#### What you will do:
Please rewrite the data below, swapping each "instance" for "occurrence" and leaving everything else as it stands.
-- START OF Data shown --
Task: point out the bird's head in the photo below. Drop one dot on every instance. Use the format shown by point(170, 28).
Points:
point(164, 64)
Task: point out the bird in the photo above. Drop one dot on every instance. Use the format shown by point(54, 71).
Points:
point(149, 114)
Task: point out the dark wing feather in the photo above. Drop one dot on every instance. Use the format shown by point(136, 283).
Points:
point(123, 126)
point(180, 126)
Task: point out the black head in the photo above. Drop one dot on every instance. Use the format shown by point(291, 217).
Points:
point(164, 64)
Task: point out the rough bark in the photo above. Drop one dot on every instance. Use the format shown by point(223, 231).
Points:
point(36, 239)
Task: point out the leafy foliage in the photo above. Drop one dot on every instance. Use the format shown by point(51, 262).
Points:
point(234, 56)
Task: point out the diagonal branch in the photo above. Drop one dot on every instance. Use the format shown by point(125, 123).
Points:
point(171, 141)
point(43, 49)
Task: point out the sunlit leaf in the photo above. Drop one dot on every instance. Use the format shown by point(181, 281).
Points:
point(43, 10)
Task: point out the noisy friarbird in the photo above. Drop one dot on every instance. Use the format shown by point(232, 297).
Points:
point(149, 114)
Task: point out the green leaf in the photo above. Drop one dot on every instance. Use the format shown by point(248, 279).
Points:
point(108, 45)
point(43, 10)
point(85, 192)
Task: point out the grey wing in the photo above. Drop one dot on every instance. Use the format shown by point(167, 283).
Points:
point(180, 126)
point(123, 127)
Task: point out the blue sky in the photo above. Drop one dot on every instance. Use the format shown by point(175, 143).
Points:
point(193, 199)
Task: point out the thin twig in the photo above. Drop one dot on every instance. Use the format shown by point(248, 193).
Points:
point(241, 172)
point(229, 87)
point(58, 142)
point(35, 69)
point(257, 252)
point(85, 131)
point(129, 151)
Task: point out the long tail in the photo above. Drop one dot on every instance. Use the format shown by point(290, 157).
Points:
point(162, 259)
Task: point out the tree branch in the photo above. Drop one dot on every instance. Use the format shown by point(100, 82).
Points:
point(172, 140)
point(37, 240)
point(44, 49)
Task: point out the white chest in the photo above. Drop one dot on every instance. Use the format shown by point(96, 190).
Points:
-- END OF Data shown --
#### Finished task:
Task: point out the bird's head in the photo below. Drop one dot on every occurrence. Use the format shown by point(170, 28).
Points:
point(164, 64)
Task: point out the bird in the photo above. Drop one dot on every occurrence. Use the format shown by point(54, 71).
Points:
point(149, 114)
Task: point out the dark wing feather in the photo above. Drop one dot on every occurrence. Use the format shown by point(136, 283).
Points:
point(123, 126)
point(180, 126)
Task: point out the black head in the photo above. Drop one dot on every occurrence. Use the format shown by point(291, 217).
Points:
point(164, 64)
Task: point out the rough bark in the photo above. Drop one dot on every occurrence. Use the format shown by point(223, 231).
Points:
point(36, 239)
Task: point out the leafy foliage in the photo above. Drop one dot on every occurrence. Use the format shown by point(51, 262).
Points:
point(234, 56)
Task: point out the diagonal branch in the photo above. Drop one dot on every occurrence. Use the format shown by point(125, 123).
Points:
point(171, 141)
point(43, 49)
Task: point out the sunlit leaf in the photo above. Drop one dot on every occurrence. Use the format shown by point(181, 281).
Points:
point(43, 10)
Task: point out the noisy friarbird in the photo above. Drop one dot on every occurrence. Use the format shown by point(232, 297).
Points:
point(149, 114)
Task: point out the green leaf in the photo above. Drop one dot on every occurrence. Use the format shown by point(248, 279).
Points:
point(108, 45)
point(43, 10)
point(85, 192)
Task: point out the grey wing in the photo above. Drop one dot on every occurrence. Use the format shown by point(167, 283).
Points:
point(180, 126)
point(123, 127)
Task: point out the blue sky in the photo above. Drop one dot on every occurrence. Use the format shown by point(175, 143).
Points:
point(193, 199)
Task: point out the thin twig in the photo above. Drop one dot on every occurrence. Use the format shown by point(248, 193).
Points:
point(241, 172)
point(229, 87)
point(58, 142)
point(35, 69)
point(257, 252)
point(85, 131)
point(129, 151)
Task: point out the long tail in the photo above. Drop one dot on every occurrence. Use the format shown by point(290, 157).
Points:
point(162, 259)
Task: point out the tree branch in the photo above. Drop one dot on every occurrence. Use the format shown by point(100, 82).
Points:
point(172, 140)
point(37, 240)
point(44, 49)
Task: point out the white chest in the photo above. Drop one dot on every occurrence. Use the format shown by point(96, 190).
Points:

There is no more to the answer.